**Excerpts of location labeling data**.
◆ ◆ ◆ ◆ ◆
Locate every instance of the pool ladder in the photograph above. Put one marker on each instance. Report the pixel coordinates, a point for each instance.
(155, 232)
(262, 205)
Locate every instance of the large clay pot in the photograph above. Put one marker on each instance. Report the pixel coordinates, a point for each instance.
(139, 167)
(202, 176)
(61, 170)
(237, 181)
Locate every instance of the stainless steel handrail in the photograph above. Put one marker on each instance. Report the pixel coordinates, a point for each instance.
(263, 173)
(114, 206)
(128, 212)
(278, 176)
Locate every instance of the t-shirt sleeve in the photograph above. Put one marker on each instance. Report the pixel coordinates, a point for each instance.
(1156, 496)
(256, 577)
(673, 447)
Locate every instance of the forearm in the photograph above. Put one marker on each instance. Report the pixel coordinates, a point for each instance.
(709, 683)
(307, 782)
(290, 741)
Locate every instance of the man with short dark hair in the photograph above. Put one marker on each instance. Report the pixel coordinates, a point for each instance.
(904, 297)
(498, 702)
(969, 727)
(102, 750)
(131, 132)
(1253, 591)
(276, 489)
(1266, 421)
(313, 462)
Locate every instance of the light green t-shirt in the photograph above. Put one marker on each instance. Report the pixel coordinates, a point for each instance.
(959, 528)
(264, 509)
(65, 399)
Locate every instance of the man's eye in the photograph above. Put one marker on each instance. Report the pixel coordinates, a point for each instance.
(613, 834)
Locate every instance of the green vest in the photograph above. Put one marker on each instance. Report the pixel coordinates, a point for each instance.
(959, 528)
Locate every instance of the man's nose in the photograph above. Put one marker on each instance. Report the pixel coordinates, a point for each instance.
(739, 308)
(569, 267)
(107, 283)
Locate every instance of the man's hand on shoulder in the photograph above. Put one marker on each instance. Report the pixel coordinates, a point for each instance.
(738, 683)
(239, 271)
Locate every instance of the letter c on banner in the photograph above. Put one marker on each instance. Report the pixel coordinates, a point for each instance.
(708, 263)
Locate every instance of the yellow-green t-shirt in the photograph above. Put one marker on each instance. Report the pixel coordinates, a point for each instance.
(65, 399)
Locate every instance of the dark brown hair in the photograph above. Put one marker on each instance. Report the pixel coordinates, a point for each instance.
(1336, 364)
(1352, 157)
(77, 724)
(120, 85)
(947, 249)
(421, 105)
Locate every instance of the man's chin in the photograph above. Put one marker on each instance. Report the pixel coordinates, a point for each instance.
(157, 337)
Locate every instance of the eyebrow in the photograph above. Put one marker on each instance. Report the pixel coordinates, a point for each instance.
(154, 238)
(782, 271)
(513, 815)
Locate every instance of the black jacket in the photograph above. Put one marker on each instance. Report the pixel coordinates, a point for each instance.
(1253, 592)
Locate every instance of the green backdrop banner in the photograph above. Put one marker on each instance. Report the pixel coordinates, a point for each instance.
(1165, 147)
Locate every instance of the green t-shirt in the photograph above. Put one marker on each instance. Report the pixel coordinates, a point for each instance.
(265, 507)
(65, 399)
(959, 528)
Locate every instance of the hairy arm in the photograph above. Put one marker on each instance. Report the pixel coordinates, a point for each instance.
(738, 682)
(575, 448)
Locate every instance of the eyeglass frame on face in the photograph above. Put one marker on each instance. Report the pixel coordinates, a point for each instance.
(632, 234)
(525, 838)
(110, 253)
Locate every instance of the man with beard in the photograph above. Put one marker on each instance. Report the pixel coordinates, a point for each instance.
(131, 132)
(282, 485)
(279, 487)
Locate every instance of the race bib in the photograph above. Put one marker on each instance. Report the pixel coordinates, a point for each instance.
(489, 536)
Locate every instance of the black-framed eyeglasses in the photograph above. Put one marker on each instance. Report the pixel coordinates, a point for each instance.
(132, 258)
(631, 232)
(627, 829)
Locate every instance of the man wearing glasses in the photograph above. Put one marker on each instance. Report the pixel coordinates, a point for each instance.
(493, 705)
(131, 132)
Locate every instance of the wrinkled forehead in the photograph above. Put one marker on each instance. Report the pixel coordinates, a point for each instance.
◆ ◆ ◆ ◆ ◆
**Set task**.
Transcribe the full listing above without leaving anything out.

**Answer to the task**.
Locate every instance of the pool ladder in the photograph above. Put one marker on each instance. Report the pixel coordinates, a point for each instance.
(155, 232)
(262, 205)
Locate every instance of the large clay pot in the photograph above. Put one marker on each instance. Report the pixel coordinates, a point for each instance.
(139, 167)
(202, 176)
(61, 170)
(237, 181)
Locate every instance of the stainless steel handrail in the photograph above. Put one marker on each instance. Report the pixel coordinates, a point for each instance.
(263, 173)
(114, 206)
(128, 212)
(278, 176)
Locate every instance of the t-shirt sleeve in the photograph above. Put one marker on each instance. Report the pixel coordinates, a point for each instance.
(1156, 496)
(256, 577)
(673, 447)
Locate every instance of the forearm in the photograph above. Put one marker on each instance. Report the pixel coordinates, a point for each instance.
(709, 683)
(307, 782)
(290, 741)
Locate every instance of the man with short dark hair in the photograph above. Put one marker on each instance. Report the pixel coordinates, a point for each instance.
(904, 297)
(498, 702)
(969, 727)
(102, 750)
(131, 132)
(1253, 591)
(276, 489)
(1266, 421)
(313, 462)
Locate every instance of the light green t-shirt in the photograph above. Put one marker on each instance. Report the pixel coordinates, a point for each instance.
(959, 528)
(264, 509)
(65, 399)
Locate every instance of the man's eye in the photograph above. Put one marker on each instance. Report the pixel coordinates, a point for each instance.
(613, 834)
Locate every instance of the green vest in the photograph above. Put one marker on each instance. Report the pixel coordinates, a point for each instance.
(959, 528)
Locate every instance of the man's nose in the photograph above. Put one marker on each instance. Report the pixel coordinates, a point for each instance.
(739, 308)
(569, 267)
(107, 283)
Locate every instance of the man's hand on shoulder in the photograph above. Put one marker on each instance. Report the pixel coordinates, a point for each instance.
(738, 683)
(239, 271)
Locate every instance of the letter c on banner in the photograph above. Put one marker on each instance. Report the pixel coordinates, a point for each instance.
(708, 263)
Locate every instance of the yellow-green t-shirt in the photograph above. Put one marker on each instance. Report the pixel coordinates, a point for each instance.
(65, 399)
Locate every instance of the dark brown hair in the photograph above. Put one marker on each instance. Report the pixel coordinates, a point for each instance.
(1336, 364)
(1352, 157)
(77, 724)
(120, 85)
(947, 249)
(421, 105)
Locate every instance of the man's chin in the photograph above. Put one marker on each instance. Report the pixel coordinates, a point for each instance.
(157, 337)
Locate every instance of the eyebrow in the photograph above. Put one marker on each instance. Report the pixel coordinates, a point for each instance.
(154, 238)
(782, 271)
(513, 815)
Locate every instance of the black jacket in the photograph above. Put one marker on each instance. Report the pixel coordinates, a point for each instance.
(1253, 592)
Locate every instance of the green backdrop banner in the photograph above. Put one marker on each instance. Report the pixel coordinates, a point for each instance.
(1165, 147)
Locate every instance of the green t-shirt in the photograph above. Put one marker on each instance. Report the pixel coordinates, a point for each instance.
(265, 507)
(65, 399)
(959, 528)
Locate every instance of the hairy arm in the photograph above. Put one marker on each instance. Report the pixel coordinates, a point for each instance.
(738, 682)
(575, 448)
Locate every instance of the eyeglass frame on face in the photograph above. Put one marker on each instance. Report the pixel coordinates, a point for each instance.
(632, 234)
(525, 838)
(110, 253)
Locate every instance of the man with beard in the photograph above. Put one marker on each instance. Report the pixel coordinates, a point for each instance.
(131, 132)
(282, 485)
(279, 487)
Locate every instance of the race bib in the photograph above. Put one marker on each instance. Report the pixel coordinates, a point for each instance.
(489, 536)
Locate every instance of the black-framed eyeglasses in the photograph above. Put one marker on each instance. Report the pixel coordinates, a point for each instance.
(132, 258)
(631, 232)
(627, 829)
Locate every instance of the man wearing glasses in the photograph above. Put one marker on each instance. Report the pixel coordinates, a point for each instance.
(493, 705)
(131, 132)
Locate every instance of the wrinkled forehead in the photograph above. Put one marker on each instance. Report the pixel coordinates, a point for each instance.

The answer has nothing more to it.